▶ WHAT NEEDS TO BE DONE: In the forum post about distance to agreement between arrays, how close must a pixel value be to count as a match?

▶ SOURCE EXTRACT:
* * *
In summary: For any point in an array, how far away from a corresponding point in another array do you need to go to get the same value.

The code seems to work well for small arrays, however I am working now with 1024x768 arrays, leading me to wait a long time for each run....

Any help or advice would be greatly appreciated as I have been on this for a while!!

Example matrix in format Im using: np.array[[1,2],[3,4]]

#Distance to agreement

#Used later to define a region of pixels around a corresponding point
#to iterate over:
DTA = 26

#To account for noise in pixels - doesnt have to find the exact value,   
#just one within +/-130 of it.
limit = 130

#Containers for all pixel value matches and also the smallest distance
#to pixel match
Dist = []
Dist_min = []   

#Continer matrix for gamma pass/fail values
Dist_to_agree = np.zeros((i_size,j_size))

#i,j indexes the reference matrix (x), ii,jj indexes the measured     
#matrix(y). Finds a match within the limits, 
#appends the distance to the match into Dist.
* * *
▶ RECORD EXTRACTS:
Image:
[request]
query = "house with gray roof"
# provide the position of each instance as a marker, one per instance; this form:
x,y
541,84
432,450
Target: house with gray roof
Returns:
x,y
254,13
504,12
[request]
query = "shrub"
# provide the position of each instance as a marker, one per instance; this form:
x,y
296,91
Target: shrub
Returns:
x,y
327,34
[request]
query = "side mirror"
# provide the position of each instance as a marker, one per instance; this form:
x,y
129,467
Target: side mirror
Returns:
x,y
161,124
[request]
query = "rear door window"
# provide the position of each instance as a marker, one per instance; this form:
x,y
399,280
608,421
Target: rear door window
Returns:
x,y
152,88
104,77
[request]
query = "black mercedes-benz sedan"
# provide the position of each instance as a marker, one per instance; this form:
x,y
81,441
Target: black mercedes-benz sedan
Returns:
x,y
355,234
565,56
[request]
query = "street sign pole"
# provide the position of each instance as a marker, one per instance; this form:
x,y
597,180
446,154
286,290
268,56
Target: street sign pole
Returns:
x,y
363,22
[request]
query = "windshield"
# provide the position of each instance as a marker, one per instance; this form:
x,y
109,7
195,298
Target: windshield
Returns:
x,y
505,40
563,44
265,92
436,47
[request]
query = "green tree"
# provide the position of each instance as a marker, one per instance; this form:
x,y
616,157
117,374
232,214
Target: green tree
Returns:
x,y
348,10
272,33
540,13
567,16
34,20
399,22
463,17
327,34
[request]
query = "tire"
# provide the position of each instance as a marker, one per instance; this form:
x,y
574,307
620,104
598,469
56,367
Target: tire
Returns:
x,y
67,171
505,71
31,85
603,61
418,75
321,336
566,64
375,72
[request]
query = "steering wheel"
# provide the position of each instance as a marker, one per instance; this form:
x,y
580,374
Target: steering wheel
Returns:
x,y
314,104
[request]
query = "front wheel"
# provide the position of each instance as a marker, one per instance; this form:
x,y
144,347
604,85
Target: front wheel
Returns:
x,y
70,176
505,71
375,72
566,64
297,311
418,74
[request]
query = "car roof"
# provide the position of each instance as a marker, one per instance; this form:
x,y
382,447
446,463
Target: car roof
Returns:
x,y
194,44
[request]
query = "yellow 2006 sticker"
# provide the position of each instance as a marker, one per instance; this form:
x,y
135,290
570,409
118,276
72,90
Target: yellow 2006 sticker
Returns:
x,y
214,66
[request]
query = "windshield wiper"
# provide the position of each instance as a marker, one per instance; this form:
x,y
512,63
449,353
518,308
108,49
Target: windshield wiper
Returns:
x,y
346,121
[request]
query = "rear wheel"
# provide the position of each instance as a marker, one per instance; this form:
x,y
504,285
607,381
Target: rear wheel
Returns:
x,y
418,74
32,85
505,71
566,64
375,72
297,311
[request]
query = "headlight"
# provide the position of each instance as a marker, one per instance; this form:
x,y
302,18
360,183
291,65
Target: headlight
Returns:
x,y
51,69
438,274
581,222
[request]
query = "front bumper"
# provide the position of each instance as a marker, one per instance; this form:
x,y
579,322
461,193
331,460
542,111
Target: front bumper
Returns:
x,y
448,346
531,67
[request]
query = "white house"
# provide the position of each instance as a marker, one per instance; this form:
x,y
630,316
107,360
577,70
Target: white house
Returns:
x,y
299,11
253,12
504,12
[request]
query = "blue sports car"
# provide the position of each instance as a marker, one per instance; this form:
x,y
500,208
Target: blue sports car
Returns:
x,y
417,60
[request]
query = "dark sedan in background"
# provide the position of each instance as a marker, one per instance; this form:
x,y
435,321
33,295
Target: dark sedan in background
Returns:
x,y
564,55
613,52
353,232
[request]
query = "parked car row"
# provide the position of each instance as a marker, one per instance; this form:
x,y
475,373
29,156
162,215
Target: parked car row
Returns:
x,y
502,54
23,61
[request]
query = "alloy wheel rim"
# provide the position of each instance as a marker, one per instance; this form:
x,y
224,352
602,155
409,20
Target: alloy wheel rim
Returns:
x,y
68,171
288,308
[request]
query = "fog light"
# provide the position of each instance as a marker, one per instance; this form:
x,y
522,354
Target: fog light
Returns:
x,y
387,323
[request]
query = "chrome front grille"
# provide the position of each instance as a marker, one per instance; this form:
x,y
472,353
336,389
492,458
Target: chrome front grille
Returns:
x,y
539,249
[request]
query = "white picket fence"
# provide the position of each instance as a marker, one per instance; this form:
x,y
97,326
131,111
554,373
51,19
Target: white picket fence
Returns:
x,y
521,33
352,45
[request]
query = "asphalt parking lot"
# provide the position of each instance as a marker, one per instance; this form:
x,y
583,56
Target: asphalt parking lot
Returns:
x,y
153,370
* * *
▶ FINISHED TASK: It must be within +/-130 of the value being sought.